■ **TASK INSTRUCTIONS**: Extract the passage from the post about the American Pharmaceutical Association headquarters starting with "[Pope's] first major" and going on through "Institute of Pharmacy.", copied word for word.

Monday, October 30, 2017

American Pharmaceutical Association Headquarters - An Unassuming Name for an Impressive Building

This past Saturday was my Father-in-Law's Yahrzeit (Z"L), and in his memory Shira and I took a walk down to the American Pharmaceutical Association (APhA) headquarters building. My Father-in-Law was a pharmacist, so it was an obvious destination. But even without this connection, the building is worth your time.

First of all, the building is situated opposite the Lincoln Memorial, and lives on Constitution avenue. This is prime real estate, to say the least. To the credit of the APhA, back in the 1930's, they didn't skimp on construction. The building was designed by John Russell Pope, who's also responsible for the Jefferson Memorial, National Gallery of Art, National Archives among other projects. As you approach the building, details fill in that you'd otherwise miss by just casually walking by.

As is typical with DC sites, the location has an apocryphal story to accompany it. In this case, the legend goes that the original purpose of the building was to serve as Lincoln's tomb. Like all good stories, there's a shred of truth to it:

[Pope's] first major museum commission in 1907 was to design a memorial for Abraham Lincoln’s birthplace in Hodgenville, Kentucky, to enshrine Lincoln’s original log cabin. Pope’s 1907 design proved too expensive to build, and he was forced to create a less expensive structure that stands today at Lincoln’s Farm. Since it was a common practice for architects to recycle unused designs, Pope submitted his design as the plan for the American Institute of Pharmacy.

■ **ENTRIES SHOWN**:

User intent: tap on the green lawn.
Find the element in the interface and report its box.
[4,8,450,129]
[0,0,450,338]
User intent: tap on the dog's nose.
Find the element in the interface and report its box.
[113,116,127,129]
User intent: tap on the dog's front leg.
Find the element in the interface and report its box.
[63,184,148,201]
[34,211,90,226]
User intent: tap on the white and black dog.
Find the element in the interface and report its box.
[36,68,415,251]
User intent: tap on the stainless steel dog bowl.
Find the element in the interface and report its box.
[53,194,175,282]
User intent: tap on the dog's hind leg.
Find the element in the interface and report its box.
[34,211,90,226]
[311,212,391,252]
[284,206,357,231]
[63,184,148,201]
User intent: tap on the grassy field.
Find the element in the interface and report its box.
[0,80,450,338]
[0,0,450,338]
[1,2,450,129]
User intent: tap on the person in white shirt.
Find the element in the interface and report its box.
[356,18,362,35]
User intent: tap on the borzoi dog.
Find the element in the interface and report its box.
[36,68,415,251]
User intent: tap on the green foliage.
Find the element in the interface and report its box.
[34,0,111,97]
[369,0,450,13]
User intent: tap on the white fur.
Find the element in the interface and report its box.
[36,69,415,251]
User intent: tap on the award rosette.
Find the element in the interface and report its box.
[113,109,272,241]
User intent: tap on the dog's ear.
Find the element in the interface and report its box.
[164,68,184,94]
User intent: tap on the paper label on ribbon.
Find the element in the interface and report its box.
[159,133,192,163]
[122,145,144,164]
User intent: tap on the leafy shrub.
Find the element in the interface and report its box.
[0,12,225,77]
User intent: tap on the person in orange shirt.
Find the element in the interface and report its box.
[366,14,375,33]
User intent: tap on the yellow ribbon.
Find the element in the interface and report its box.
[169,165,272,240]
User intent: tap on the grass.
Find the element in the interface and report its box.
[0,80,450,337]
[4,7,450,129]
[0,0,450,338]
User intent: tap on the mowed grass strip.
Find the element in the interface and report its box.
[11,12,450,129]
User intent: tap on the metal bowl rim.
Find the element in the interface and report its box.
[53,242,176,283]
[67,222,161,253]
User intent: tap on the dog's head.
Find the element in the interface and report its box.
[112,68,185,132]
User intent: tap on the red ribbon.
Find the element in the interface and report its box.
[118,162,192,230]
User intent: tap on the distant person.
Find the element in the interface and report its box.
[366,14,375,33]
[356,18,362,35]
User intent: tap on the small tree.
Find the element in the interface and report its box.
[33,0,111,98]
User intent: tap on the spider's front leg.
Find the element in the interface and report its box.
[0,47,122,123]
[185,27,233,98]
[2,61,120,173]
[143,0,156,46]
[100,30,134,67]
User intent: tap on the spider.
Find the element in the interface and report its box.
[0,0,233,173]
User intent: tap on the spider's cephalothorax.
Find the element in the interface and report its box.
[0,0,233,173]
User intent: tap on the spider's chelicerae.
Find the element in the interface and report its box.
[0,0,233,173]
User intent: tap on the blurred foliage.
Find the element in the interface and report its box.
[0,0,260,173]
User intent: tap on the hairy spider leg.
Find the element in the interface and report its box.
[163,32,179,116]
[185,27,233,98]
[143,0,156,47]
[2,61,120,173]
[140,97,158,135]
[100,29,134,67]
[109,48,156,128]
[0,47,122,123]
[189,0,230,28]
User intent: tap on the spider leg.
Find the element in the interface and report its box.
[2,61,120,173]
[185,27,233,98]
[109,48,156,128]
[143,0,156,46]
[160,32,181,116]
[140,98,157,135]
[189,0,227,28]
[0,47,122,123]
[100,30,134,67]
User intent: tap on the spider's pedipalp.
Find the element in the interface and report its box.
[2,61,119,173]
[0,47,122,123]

■ **TASK ANSWER**:
[Pope's] first major museum commission in 1907 was to design a memorial for Abraham Lincoln’s birthplace in Hodgenville, Kentucky, to enshrine Lincoln’s original log cabin. Pope’s 1907 design proved too expensive to build, and he was forced to create a less expensive structure that stands today at Lincoln’s Farm. Since it was a common practice for architects to recycle unused designs, Pope submitted his design as the plan for the American Institute of Pharmacy.